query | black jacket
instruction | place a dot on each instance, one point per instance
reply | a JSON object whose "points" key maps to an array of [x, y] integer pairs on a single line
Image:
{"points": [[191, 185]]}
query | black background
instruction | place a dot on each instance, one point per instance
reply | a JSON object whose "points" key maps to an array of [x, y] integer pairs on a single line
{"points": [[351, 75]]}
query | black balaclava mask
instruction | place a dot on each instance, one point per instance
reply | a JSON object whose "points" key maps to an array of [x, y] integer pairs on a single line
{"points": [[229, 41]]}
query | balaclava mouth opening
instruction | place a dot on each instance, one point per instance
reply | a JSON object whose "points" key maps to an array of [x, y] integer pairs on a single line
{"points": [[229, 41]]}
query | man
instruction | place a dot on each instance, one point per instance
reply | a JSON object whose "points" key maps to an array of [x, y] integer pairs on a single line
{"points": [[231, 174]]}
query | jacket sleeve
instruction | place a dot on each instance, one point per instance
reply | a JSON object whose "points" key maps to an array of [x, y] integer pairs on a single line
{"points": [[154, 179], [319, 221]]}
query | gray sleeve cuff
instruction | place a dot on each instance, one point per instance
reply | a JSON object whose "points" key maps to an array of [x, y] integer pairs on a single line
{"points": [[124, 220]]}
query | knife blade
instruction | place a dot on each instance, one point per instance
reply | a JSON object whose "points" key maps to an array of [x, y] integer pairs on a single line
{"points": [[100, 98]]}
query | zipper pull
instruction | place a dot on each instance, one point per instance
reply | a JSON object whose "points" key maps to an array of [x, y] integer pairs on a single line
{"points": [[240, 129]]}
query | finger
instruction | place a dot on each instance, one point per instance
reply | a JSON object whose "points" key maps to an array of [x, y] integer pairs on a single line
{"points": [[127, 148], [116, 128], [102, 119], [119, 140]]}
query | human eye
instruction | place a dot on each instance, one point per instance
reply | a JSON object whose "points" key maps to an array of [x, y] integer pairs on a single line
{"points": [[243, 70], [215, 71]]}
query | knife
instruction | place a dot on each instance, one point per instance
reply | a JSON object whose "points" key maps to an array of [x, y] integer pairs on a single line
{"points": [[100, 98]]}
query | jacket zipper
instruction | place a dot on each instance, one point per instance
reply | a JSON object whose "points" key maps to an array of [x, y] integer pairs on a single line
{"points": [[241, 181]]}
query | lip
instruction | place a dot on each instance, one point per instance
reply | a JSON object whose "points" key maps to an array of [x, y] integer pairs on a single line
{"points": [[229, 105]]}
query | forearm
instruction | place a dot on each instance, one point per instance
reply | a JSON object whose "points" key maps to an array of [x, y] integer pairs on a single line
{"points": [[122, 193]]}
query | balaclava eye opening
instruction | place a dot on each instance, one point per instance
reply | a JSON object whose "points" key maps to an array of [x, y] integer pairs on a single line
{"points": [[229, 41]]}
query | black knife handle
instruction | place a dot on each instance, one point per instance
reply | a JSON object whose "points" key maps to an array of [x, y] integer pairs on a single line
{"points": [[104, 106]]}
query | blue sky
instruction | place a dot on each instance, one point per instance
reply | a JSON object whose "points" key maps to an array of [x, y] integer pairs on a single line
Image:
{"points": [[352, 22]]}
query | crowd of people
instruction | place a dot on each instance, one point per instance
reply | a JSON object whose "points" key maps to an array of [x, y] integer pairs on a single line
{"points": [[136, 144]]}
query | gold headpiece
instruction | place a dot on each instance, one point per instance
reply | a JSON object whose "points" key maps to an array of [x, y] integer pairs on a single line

---

* **TO DO**
Write out every record verbatim.

* **EXERCISE RESULT**
query | black jacket
instruction | place a dot on each instance, one point per instance
reply | a JSON object whose "points" key maps to an array of [x, y] integer pairs on a single line
Image:
{"points": [[191, 185]]}
query | black background
instruction | place a dot on each instance, one point per instance
reply | a JSON object whose "points" key maps to an array of [x, y] integer pairs on a single line
{"points": [[351, 75]]}
query | black balaclava mask
instruction | place a dot on each instance, one point per instance
reply | a JSON object whose "points" key maps to an array of [x, y] integer pairs on a single line
{"points": [[229, 41]]}
query | balaclava mouth opening
instruction | place a dot on each instance, one point per instance
reply | a JSON object whose "points" key maps to an array of [x, y] integer pairs on a single line
{"points": [[229, 41]]}
query | man
instruction | place a dot on each instance, one point per instance
reply | a JSON object whose "points" key maps to an array of [x, y] integer pairs on a single line
{"points": [[231, 174]]}
query | jacket sleeve
instruction | place a dot on each instance, one point per instance
reply | a JSON object whose "points" key maps to an array of [x, y] integer pairs on a single line
{"points": [[154, 179], [319, 221]]}
query | gray sleeve cuff
instruction | place a dot on each instance, one point per instance
reply | a JSON object whose "points" key maps to an array of [x, y] integer pairs on a single line
{"points": [[124, 220]]}
query | knife blade
instruction | place a dot on each instance, one point per instance
reply | a JSON object whose "points" key maps to an array of [x, y] integer pairs on a single line
{"points": [[100, 98]]}
query | zipper pull
instruction | place a dot on each instance, one point per instance
reply | a JSON object whose "points" key maps to an array of [x, y] integer pairs on a single line
{"points": [[240, 129]]}
query | finger
instruction | place a dot on each instance, one point per instance
reply | a JSON object whose "points" key maps to an array of [x, y] integer pairs on a single line
{"points": [[127, 148], [116, 128], [102, 119], [119, 140]]}
query | human eye
instruction | place a dot on each instance, one point per instance
reply | a JSON object whose "points" key maps to an array of [x, y] integer pairs on a single line
{"points": [[243, 70], [215, 71]]}
query | knife
instruction | place a dot on each instance, one point per instance
reply | a JSON object whose "points" key maps to an array of [x, y] integer pairs on a single line
{"points": [[100, 98]]}
query | jacket zipper
instruction | place a dot on each instance, one point per instance
reply | a JSON object whose "points" key maps to an array of [x, y] integer pairs on a single line
{"points": [[241, 181]]}
query | lip
instruction | place a dot on each instance, one point per instance
reply | a JSON object whose "points" key maps to an array of [x, y] integer pairs on a single line
{"points": [[229, 105]]}
query | forearm
instruction | place a dot on each instance, one point per instance
reply | a JSON object whose "points" key maps to an array of [x, y] integer pairs on a single line
{"points": [[122, 193]]}
query | balaclava eye opening
instruction | place a dot on each instance, one point per instance
reply | a JSON object whose "points" key maps to an array of [x, y] integer pairs on a single line
{"points": [[229, 41]]}
query | black knife handle
instruction | place a dot on each instance, one point per instance
reply | a JSON object whose "points" key maps to an array of [x, y] integer pairs on a single line
{"points": [[104, 106]]}
query | blue sky
instruction | place a dot on each instance, one point per instance
reply | a JSON object whose "points" key maps to an array of [x, y] integer pairs on a single line
Image:
{"points": [[352, 22]]}
query | crowd of people
instruction | place a dot on each instance, one point per instance
reply | a JSON object whose "points" key maps to an array of [x, y] integer pairs on a single line
{"points": [[136, 144]]}
query | gold headpiece
instruction | place a dot on each instance, one point per instance
reply | a JSON object whose "points" key maps to an array of [x, y] integer pairs on a single line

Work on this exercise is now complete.